> _DATA TO PROCESS_:

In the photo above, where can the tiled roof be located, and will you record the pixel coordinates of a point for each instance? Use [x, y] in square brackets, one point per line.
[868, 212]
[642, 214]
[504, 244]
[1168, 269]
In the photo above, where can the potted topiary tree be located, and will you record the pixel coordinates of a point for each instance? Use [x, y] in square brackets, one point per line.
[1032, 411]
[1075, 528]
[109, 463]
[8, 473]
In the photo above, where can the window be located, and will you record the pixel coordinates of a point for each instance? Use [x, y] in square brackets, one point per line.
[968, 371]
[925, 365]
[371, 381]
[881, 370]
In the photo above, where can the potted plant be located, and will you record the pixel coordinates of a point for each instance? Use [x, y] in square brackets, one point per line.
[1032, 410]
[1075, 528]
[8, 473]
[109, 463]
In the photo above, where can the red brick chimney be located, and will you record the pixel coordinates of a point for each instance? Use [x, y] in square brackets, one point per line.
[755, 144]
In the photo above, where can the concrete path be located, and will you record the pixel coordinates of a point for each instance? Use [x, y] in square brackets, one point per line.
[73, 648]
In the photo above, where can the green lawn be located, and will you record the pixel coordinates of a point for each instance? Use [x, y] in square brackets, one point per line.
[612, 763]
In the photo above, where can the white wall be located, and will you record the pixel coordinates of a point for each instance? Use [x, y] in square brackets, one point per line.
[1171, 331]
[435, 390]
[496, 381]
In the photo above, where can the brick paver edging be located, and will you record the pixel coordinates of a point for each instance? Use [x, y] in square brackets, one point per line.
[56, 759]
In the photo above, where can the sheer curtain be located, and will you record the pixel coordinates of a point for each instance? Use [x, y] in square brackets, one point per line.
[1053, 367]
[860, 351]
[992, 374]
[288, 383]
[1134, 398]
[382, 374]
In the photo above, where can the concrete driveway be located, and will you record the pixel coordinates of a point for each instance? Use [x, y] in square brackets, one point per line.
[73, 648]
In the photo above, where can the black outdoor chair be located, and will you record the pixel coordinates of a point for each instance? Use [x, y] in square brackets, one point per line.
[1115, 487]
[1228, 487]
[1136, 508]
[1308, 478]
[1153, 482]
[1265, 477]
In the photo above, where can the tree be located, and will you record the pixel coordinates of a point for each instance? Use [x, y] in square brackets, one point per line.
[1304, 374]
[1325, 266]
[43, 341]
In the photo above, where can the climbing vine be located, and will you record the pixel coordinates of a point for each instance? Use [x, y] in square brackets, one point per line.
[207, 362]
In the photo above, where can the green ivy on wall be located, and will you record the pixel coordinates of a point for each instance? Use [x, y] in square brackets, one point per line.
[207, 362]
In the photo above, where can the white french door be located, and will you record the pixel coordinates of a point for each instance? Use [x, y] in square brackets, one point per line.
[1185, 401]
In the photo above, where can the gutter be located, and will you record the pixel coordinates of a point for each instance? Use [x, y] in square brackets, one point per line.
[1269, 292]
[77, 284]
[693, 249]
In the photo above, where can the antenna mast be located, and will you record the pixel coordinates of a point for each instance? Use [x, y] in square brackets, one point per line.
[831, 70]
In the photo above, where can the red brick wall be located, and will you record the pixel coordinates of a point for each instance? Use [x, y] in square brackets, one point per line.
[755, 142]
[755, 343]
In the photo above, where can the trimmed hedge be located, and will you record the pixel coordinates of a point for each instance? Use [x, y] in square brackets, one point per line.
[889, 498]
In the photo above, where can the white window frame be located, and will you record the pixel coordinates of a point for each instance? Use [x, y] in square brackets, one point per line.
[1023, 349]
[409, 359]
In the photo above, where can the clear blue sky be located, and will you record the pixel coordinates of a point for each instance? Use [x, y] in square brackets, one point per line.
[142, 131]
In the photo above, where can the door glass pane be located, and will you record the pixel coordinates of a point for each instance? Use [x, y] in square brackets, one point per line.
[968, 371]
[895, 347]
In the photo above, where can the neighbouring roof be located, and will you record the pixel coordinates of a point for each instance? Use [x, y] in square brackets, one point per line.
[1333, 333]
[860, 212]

> _TASK TO COMPLETE_: Return the full data, every line of it, with nothing altered.

> _PROBLEM SOLUTION_:
In the photo above, where can the tiled roof be located, and will you record the pixel coordinates of a point for each instance? Use [x, y] in square brackets, one point per line.
[868, 212]
[642, 214]
[504, 244]
[1168, 269]
In the photo above, where can the potted topiary tree be located, and will you record the pixel coordinates of a point for each instance? Use [x, y] in square brackets, one point per line.
[1032, 411]
[1075, 528]
[109, 463]
[8, 473]
In the photo above, where can the window be located, and will you record the pixel coordinates of a point for each instance? Use [x, y] in square brackets, one point per line.
[968, 371]
[925, 365]
[371, 381]
[881, 370]
In the photo above, where can the potted plant be located, and will you record the pixel coordinates of a point for each instance? Use [x, y] in square brackets, one point per line.
[1032, 410]
[1075, 528]
[8, 473]
[109, 463]
In the photo above, where can the red brick chimney be located, and will you record the pixel coordinates of a point for each instance? Use [x, y] in square brackets, one point per line.
[755, 144]
In the photo above, where can the concrete path be located, and will you record the pixel coordinates of a point for each instance? Use [x, y] in square brackets, one point per line.
[73, 648]
In the photo above, where can the green lawn be located, and will you record the pixel coordinates of a point for each instance? Use [x, y] in square brackets, one point per line.
[612, 763]
In the photo above, where can the white wall be located, and will you record the pixel coordinates of a point for each instance? Use [x, y] in square brackets, one point per line.
[1171, 331]
[435, 390]
[496, 381]
In the photo above, where can the brick paver edging be located, and will you record the pixel coordinates of a point for each instance? Use [x, y] in square brackets, one point per line.
[56, 759]
In the photo above, where can the sheer curtain be located, and will you record the pixel coordinates of a point for each instance? Use [x, y] in square brackets, one point per line.
[1053, 367]
[860, 351]
[992, 374]
[288, 383]
[1134, 398]
[382, 374]
In the photo above, where can the concrete driveway be located, and will you record the pixel coordinates of a point for each instance? Use [x, y] in square brackets, one point per line.
[73, 648]
In the photo above, where can the black outdoor chair be located, and will you record the pixel coordinates of a point for each instance? Use [x, y] in square brackets, one point per line.
[1115, 487]
[1228, 487]
[1136, 508]
[1308, 478]
[1153, 482]
[1265, 477]
In the photo above, where can the tree be located, and will you record the pixel coordinates of a point for each instance? Use [x, y] in square brackets, one point per line.
[1304, 374]
[1325, 266]
[43, 341]
In the photo above, where can the climbing vine be located, and will you record the pixel coordinates of a point for each instance? Use [x, y] in square brackets, one point per line.
[207, 362]
In the photo above, where can the green ivy on wall be located, and will you record the pixel coordinates of a point for each instance? Use [x, y] in square brackets, one point per line.
[207, 362]
In the photo above, where can the white french door be located, and will you record the pixel coordinates of a point for each instance? Use [x, y] in square brackets, one point per line.
[1185, 401]
In the photo above, where can the gutter be located, and will you record the pixel coordinates of a point for each instance? Use [x, y] in square brackets, one point per line.
[1269, 292]
[77, 284]
[693, 249]
In the photo above, where can the antenna mast be located, and will you record the pixel coordinates of a point for each instance? Use [x, y] in square brackets, one point per line.
[831, 70]
In the photo above, where can the red brick wall be located, and will you record the pixel coordinates of a point for each instance? Use [x, y] in square brackets, one point per line.
[755, 142]
[755, 343]
In the photo above, where can the trimmed hedge be located, and will you record the pixel coordinates of a point for each instance? Use [x, y] in square brackets, one point per line.
[889, 498]
In the photo above, where can the white window frame be located, and will you record the pixel coordinates of a point for each instance? Use [x, y] in square brackets, one point per line.
[1023, 349]
[409, 359]
In the photo above, where can the clear blue sky be located, and will you record the pixel coordinates of a point for each instance? Use [x, y] in square brackets, one point per line.
[142, 131]
In the photo above, where can the door glass pane be located, and will you record the pixel coordinates of a point for each instance? Use [x, y] in square brackets, one point per line.
[968, 371]
[895, 347]
In the photo above, where can the neighbouring roof be located, and will you record the pixel coordinates of a point for each instance? Use [x, y] in square brackets, one point per line.
[1333, 333]
[860, 212]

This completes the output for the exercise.